:: WRITTEN EXERCISE ::
Edit the listing below so that every "single marker" becomes "single dot", with all else unchanged. Omit the pictures from your version.

━━━━━ RECORDS FOR PROCESSING

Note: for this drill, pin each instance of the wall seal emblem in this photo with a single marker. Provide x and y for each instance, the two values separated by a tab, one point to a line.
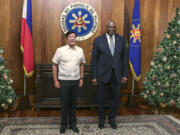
81	18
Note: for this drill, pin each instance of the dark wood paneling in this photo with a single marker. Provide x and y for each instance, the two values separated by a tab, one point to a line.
47	34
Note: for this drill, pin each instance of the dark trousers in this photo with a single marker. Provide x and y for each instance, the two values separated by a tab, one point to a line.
113	89
68	101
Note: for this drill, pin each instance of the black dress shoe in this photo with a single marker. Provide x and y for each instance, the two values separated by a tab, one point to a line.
101	123
62	129
74	129
113	124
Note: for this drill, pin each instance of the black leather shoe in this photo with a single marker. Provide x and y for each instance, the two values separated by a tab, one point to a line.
113	124
74	129
62	129
101	124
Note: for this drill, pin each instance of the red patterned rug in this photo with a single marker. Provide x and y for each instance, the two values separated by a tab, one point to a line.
127	125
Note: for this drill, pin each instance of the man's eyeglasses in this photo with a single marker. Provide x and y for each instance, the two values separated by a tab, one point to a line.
111	27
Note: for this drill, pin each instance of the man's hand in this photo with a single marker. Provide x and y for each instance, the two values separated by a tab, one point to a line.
81	83
56	84
94	82
124	80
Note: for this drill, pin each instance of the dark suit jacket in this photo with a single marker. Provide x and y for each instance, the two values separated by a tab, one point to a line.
102	60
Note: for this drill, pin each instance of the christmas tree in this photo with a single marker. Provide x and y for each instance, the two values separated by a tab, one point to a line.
7	94
162	82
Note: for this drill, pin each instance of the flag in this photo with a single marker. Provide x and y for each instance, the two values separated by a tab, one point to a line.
135	43
26	38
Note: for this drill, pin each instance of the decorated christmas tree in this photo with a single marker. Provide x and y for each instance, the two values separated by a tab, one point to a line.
7	94
162	82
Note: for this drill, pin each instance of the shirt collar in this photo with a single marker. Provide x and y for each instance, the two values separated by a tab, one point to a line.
108	37
74	48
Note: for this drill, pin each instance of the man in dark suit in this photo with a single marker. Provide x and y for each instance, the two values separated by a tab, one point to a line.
109	68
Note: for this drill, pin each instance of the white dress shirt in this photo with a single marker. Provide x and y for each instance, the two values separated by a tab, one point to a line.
69	60
109	38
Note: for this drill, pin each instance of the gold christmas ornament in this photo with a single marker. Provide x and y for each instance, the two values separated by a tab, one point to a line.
158	83
164	59
9	100
168	36
11	81
145	96
167	84
154	77
172	102
174	42
154	93
162	105
152	63
178	35
161	94
2	105
168	67
5	107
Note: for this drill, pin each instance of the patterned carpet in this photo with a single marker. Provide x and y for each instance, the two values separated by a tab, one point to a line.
127	125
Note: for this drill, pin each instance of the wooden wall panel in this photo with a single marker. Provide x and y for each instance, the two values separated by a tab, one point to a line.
47	34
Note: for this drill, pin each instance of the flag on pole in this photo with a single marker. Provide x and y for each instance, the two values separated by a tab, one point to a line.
135	43
26	38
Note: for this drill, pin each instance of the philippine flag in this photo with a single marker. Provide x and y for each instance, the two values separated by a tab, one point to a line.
26	39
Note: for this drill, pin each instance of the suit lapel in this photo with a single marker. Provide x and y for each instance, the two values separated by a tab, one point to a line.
117	45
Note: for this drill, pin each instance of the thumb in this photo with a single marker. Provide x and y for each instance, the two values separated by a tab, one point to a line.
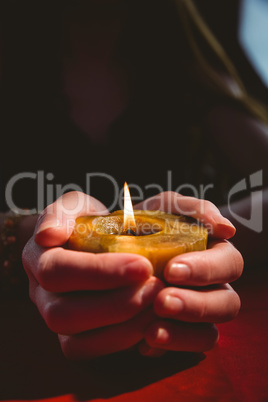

━━━━━━━━━━

:: WRITTEN SOLUTION ::
Note: for this drill, pin each instance of the wall seal emblem in this photo with a single dot. Provide x and y for each instance, the two values separated by a tab, one point to a line.
81	18
Note: for this drill, pin each instance of the dark wood paneling in this photo with a single dot. Provide x and y for each instance, the two values separated by a tab, one point to a line.
47	34
Note: for this drill, pin each instance of the dark trousers in this photo with a single dot. Provide x and y for each instance, the two values separated by a tab, one point to a line.
113	89
68	101
Note: for this drill, pin each instance of the black dress shoe in this photo with a single dot. Provide x and y for each instance, the two values separated by a tab, one point to a line.
101	123
62	129
74	129
113	124
Note: for this drill, pin each instance of the black leather shoe in this photo with a single dot. Provide x and y for each instance, the two values separated by a tab, one point to a line.
113	124
74	129
62	129
101	124
Note: for this drill, pin each instance of the red patterned rug in this photo with a single dot. Provide x and y for each instance, the two values separated by a tab, one point to a line.
127	125
Note: for this drill, pin each instance of the man's eyeglasses in this photo with a single dot. Provide x and y for each instance, the two values separated by a tab, one point to a line.
111	27
Note: for this drill, pin each instance of the man's hand in this photo with a single dot. Provide x and y for each instance, the two values separated by a tab, one point to a line.
81	83
56	84
94	82
124	80
Note: for this drill, pin each instance of the dark suit jacket in this photo with a single dot. Provide x and y for each instance, the two values separated by a tab, one point to a line.
102	60
Note: for this drill, pin each instance of the christmas tree in this photo with a single dot. Provide x and y for each instance, the two values separated by a tab, one point to a line.
7	94
162	82
Note: for this drill, pin each instance of the flag in this photo with a single dot. Provide x and y for each instance, the two values separated by a tab, one point to a line.
135	43
26	38
Note: for this drill, pin each instance of the decorated christmas tree in this photo with a single dot. Provide x and y for each instance, the two values separated by a tab, one point to a line.
7	94
162	82
Note: for this drill, pin each instance of the shirt collar in this photo with a single dot. Provide x and y for each instance, the two values separated by a tab, one point to a line.
108	37
74	48
Note: for this drill, pin each instance of the man in dark suit in this photo with a single dot. Provide x and y for each instance, the two values separated by a tab, one point to a line.
109	68
Note: for this drill, pin each instance of the white dress shirt in this photo with a single dot. Provide x and y for each instance, the two values separated by a tab, one point to a line.
69	60
109	38
Note: for this drill, pin each instance of the gold christmas ornament in this photo with a single dot. Provide x and y for each instance, the two values separated by a tab, one point to a line.
158	83
164	59
9	100
168	36
11	81
145	96
167	84
154	77
172	102
174	42
154	93
162	105
152	63
178	35
161	94
2	105
168	67
5	107
Note: for this drill, pin each instance of the patterned carpet in this photo with a single dot. Provide x and y for each instance, the two values separated by a tab, one point to a line.
127	125
Note: for this drill, pin each instance of the wooden wall panel in this photo with a single dot. Provide x and y for each instance, the two values separated by a tab, one point to a line.
47	34
Note: for this drill, pin each instance of the flag on pole in this photo with a single dot. Provide x and y for each instance, the two values separated by a tab, one point to a line.
135	43
26	38
Note: for this drill, pin each instance of the philippine flag in this photo with a single dot. Provide x and y for each instance, the two values separated by a tab, one point to a line.
26	39
Note: for this drill, pin each instance of the suit lapel in this photo with a single dot. Provide x and y for each instance, the two values separated by a tab, one point to a line.
117	45
Note: for this drill, pin each instance of the thumb in this photo with a single dot. Provide x and y for each instance, the two values separated by a tab, one point to a line.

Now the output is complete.